• **Excerpt to read**
○ ○ ○

By Allen M. Raffetto, PhD

Talk on the streets of Superior about Better City Superior has been a hot topic of late. The initiative is being spearheaded by Bruce Thompson of National Bank of Commerce.

Dr. Allen Raffetto

Dr. Allen Raffetto

I’d like to share my thoughts about leadership and how important it is to bringing about change. This is important topic since we will be electing a new mayor on April 4th who will counted upon to shepherd  the Better City Superior initiative through the state assembly, and then lead the city administration in forming a public/private partnership to make it a reality.

The Role of Leadership in Change

I believe a Better City and a Better Community needs Better Leadership. Nonetheless, better leadership won’t be sufficient to cause positive change! Please bear with me while I explain myself.

When you put people into either Leader or Follower boxes, you may make fundamental “errors of attribution”. In the case of a proposal like Better City Superior, attribution is the belief that success or failure is caused by a person or situation.

You may believe that effective leadership emerges from one of the following:

  1. Disposition or the nature of a leader’s personality and approach to challenges, or
  2. Situations, like Wisconsin’s economy, Superiors’ location in a reclaimed swamp by a big lake, the average age of housing in our fair city, and so on.  In other words things that are not housed inside the person but exist wholly outside the person. 

The first attribution error is thinking that things are caused either by one or the other, the leader or the situation.

Leadership results are never an either/or phenomenon, but instead a combination.

The second attribution error plays out like this: If something good happens, the disposition of a wonderful leader totally caused it. If something bad happens, it’s because of a bad situation and has nothing to do with who the leader is, or how effectively he or she performed as a leader.

○ ○ ○

• **Provided information**
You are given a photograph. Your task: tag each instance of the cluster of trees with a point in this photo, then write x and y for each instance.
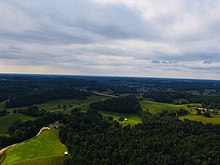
(32, 111)
(127, 104)
(161, 139)
(4, 112)
(37, 97)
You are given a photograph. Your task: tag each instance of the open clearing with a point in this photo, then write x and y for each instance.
(215, 119)
(132, 118)
(45, 149)
(6, 121)
(53, 105)
(156, 107)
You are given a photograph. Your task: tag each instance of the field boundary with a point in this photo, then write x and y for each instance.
(4, 149)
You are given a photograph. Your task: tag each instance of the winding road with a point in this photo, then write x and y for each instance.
(4, 149)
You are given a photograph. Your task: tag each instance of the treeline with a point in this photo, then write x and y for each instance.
(4, 112)
(165, 96)
(32, 111)
(20, 131)
(37, 97)
(161, 139)
(127, 104)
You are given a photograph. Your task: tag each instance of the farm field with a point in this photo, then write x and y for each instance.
(132, 118)
(6, 121)
(45, 149)
(53, 105)
(215, 119)
(156, 107)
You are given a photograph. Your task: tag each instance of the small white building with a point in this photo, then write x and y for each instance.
(66, 153)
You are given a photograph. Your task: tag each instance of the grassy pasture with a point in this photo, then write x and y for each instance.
(6, 121)
(132, 118)
(45, 149)
(53, 105)
(215, 119)
(156, 107)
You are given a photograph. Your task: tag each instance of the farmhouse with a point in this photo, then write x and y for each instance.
(55, 125)
(66, 153)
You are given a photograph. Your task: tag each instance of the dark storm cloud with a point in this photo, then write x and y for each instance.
(116, 37)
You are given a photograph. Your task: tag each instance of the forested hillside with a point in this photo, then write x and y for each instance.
(161, 139)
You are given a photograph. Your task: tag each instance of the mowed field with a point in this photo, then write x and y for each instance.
(53, 106)
(46, 149)
(215, 119)
(6, 121)
(156, 107)
(83, 105)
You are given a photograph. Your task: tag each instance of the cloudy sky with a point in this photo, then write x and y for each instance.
(148, 38)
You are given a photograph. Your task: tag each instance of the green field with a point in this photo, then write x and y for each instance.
(215, 119)
(132, 118)
(156, 107)
(6, 121)
(53, 105)
(46, 149)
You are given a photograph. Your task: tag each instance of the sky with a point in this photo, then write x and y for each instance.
(135, 38)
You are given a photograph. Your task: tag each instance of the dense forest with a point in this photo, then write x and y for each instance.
(25, 90)
(128, 104)
(162, 139)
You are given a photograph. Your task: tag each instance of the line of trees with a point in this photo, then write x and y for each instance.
(127, 104)
(161, 139)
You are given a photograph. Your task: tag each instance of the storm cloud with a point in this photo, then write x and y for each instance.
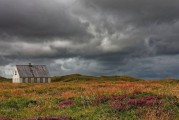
(93, 37)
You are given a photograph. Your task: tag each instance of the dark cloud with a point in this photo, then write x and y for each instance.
(39, 19)
(94, 37)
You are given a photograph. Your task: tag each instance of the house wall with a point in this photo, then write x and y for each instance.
(16, 77)
(35, 80)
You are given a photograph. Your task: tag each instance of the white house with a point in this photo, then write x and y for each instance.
(31, 74)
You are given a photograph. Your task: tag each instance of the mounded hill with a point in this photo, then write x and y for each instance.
(2, 79)
(78, 77)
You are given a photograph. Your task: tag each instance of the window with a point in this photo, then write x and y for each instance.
(41, 80)
(46, 80)
(35, 80)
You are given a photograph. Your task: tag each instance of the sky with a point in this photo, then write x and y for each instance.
(139, 38)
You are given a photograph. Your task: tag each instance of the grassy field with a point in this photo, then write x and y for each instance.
(77, 97)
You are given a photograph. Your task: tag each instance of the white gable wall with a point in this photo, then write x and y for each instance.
(16, 77)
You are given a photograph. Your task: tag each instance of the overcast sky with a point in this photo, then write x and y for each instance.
(93, 37)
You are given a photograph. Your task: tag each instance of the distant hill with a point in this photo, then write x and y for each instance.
(78, 77)
(2, 79)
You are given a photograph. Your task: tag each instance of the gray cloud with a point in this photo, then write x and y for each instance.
(94, 37)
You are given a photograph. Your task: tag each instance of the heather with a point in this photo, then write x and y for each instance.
(77, 97)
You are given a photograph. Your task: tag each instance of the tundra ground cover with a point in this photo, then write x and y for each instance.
(88, 98)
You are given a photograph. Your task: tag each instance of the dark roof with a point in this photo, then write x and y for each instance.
(32, 70)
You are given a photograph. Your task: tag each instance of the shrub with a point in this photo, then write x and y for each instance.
(66, 103)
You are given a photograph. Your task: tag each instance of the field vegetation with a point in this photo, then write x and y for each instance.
(77, 97)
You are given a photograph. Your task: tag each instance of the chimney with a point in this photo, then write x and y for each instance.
(30, 65)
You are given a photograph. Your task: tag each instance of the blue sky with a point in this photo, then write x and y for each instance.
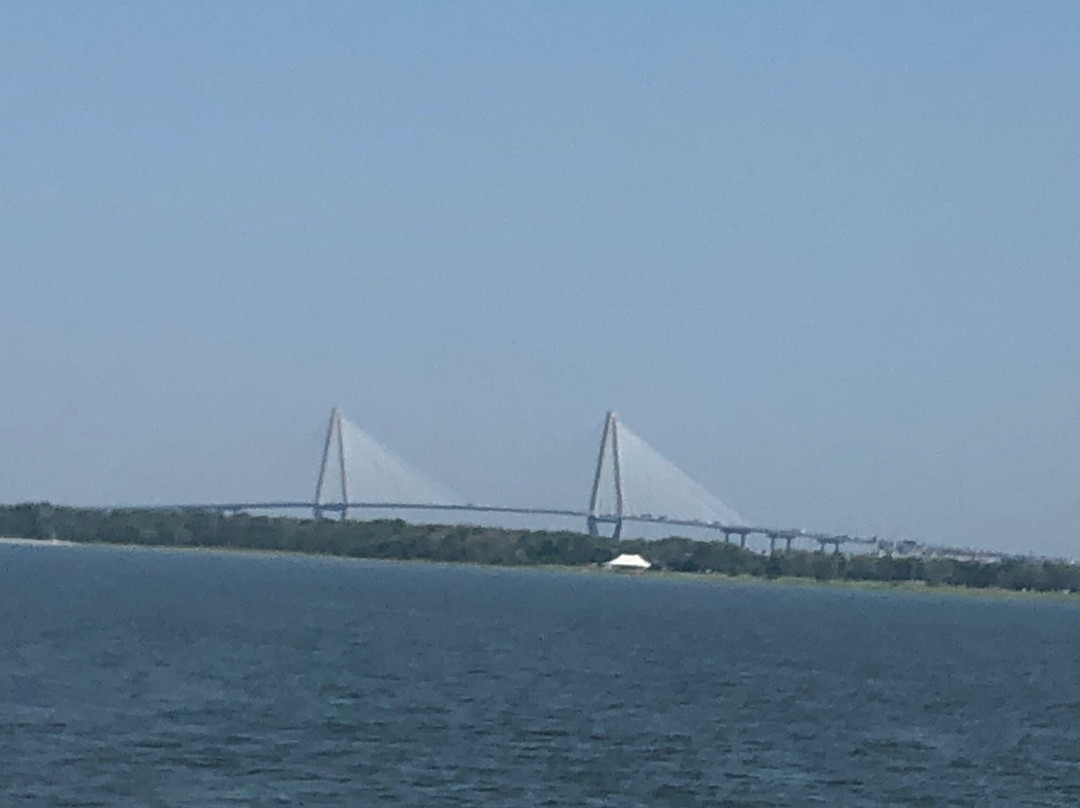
(823, 256)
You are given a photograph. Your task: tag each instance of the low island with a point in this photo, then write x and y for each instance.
(466, 543)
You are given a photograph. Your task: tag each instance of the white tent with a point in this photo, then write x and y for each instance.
(628, 561)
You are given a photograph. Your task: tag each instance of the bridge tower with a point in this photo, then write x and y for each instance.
(333, 429)
(609, 439)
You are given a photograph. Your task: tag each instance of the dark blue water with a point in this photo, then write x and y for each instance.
(139, 677)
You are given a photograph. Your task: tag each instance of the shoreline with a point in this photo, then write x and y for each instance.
(913, 587)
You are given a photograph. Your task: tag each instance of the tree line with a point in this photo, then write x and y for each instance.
(397, 539)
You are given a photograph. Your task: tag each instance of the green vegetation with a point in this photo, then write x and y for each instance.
(396, 539)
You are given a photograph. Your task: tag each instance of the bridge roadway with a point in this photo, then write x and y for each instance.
(772, 534)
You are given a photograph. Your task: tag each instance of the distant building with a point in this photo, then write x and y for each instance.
(629, 561)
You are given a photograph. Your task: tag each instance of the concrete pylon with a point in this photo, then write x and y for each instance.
(333, 430)
(610, 438)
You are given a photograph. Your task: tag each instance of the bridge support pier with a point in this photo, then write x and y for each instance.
(333, 427)
(609, 439)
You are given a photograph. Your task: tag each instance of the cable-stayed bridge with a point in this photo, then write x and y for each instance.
(632, 483)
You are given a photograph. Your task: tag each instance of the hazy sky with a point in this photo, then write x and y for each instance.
(823, 256)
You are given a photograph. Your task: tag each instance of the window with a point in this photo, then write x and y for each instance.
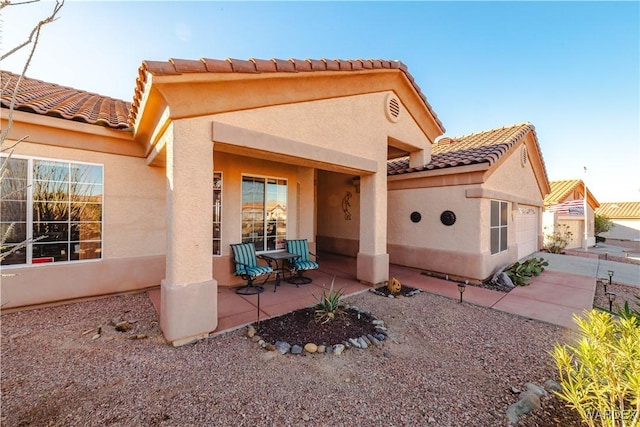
(264, 212)
(217, 211)
(58, 204)
(498, 226)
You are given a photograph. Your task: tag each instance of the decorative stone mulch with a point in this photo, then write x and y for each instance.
(374, 339)
(405, 291)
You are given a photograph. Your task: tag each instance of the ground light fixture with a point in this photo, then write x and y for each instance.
(603, 283)
(462, 287)
(612, 298)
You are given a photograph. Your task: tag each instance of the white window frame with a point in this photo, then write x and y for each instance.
(29, 214)
(503, 229)
(217, 188)
(266, 179)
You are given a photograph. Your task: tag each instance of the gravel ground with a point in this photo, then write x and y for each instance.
(444, 364)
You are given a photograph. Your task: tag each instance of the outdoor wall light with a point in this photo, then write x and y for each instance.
(462, 287)
(612, 298)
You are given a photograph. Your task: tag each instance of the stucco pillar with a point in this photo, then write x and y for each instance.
(189, 309)
(373, 259)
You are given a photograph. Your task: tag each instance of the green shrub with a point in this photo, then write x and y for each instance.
(329, 305)
(600, 374)
(520, 273)
(557, 241)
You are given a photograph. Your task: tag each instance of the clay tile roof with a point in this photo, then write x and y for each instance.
(561, 190)
(481, 147)
(36, 96)
(181, 66)
(620, 210)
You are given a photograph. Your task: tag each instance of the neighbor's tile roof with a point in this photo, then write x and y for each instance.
(481, 147)
(620, 210)
(255, 66)
(560, 190)
(50, 99)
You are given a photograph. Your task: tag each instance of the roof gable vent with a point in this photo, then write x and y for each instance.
(392, 108)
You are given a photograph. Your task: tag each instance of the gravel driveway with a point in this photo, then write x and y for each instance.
(444, 364)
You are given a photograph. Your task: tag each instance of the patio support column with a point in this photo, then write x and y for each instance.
(373, 259)
(189, 309)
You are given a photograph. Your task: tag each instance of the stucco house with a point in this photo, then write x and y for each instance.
(476, 206)
(126, 196)
(626, 219)
(564, 206)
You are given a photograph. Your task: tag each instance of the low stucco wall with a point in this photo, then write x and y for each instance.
(474, 266)
(49, 283)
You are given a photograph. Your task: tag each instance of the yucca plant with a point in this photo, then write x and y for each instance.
(600, 374)
(329, 305)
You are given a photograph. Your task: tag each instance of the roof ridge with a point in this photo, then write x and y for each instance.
(25, 77)
(521, 124)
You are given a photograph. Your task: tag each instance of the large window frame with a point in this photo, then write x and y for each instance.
(264, 212)
(56, 206)
(217, 213)
(499, 226)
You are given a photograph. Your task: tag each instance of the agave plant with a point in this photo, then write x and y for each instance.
(329, 305)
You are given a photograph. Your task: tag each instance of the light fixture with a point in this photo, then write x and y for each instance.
(603, 283)
(462, 287)
(612, 298)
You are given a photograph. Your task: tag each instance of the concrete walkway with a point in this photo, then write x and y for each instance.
(566, 287)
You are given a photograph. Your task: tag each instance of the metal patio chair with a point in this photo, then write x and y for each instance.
(246, 266)
(303, 263)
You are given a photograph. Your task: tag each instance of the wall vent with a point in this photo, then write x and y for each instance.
(392, 108)
(523, 156)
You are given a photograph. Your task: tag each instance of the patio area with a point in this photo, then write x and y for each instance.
(553, 297)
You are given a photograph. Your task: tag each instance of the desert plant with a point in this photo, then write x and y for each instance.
(600, 374)
(557, 240)
(329, 305)
(520, 273)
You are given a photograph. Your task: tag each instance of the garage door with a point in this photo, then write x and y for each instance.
(526, 231)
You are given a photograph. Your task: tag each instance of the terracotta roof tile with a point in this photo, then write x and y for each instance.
(174, 66)
(620, 210)
(482, 147)
(561, 190)
(54, 100)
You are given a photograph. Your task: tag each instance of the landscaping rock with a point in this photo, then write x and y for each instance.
(534, 388)
(251, 331)
(283, 347)
(552, 385)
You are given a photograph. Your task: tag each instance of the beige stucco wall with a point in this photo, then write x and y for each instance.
(354, 125)
(336, 232)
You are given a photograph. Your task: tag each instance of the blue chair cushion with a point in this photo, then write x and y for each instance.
(305, 265)
(300, 248)
(254, 271)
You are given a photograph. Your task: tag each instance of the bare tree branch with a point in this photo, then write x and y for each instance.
(35, 32)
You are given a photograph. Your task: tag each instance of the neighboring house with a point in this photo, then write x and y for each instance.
(564, 206)
(626, 219)
(475, 206)
(128, 196)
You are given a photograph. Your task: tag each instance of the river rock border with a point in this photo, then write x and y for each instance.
(363, 342)
(411, 293)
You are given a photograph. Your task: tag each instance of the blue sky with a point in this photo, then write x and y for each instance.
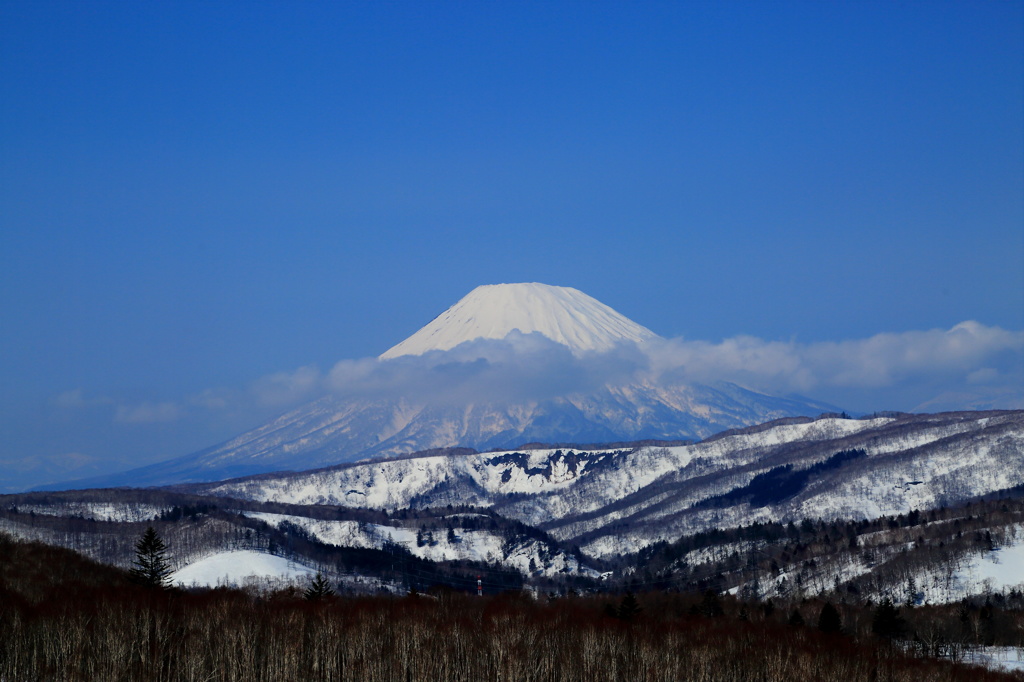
(199, 199)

○ ○ ○

• **Task requirements**
1. In the leadership article, who is spearheading the Better City Superior initiative?
2. Please print the rows from the line holding "of the bare" through the last line of the rows, both included, and leave the pictures out.
The leadership article and the rows are separate material.

• **Solutions for each task**
1. Bruce Thompson of National Bank of Commerce.

2.
You are given a photograph. Your task: tag each instance of the bare tree branch with a point in this photo, then write x and y for each instance.
(35, 32)
You are given a photograph. Your task: tag each instance of the neighboring house with a point in this photo, then write x and y for each instance.
(564, 206)
(626, 219)
(475, 206)
(128, 196)
You are given a photograph. Your task: tag each instance of the river rock border with a point in this photo, then write x and y for each instance.
(363, 342)
(411, 293)
You are given a photograph. Your task: tag each instance of the blue sky with a point in this photo, then write x and y for each instance.
(199, 199)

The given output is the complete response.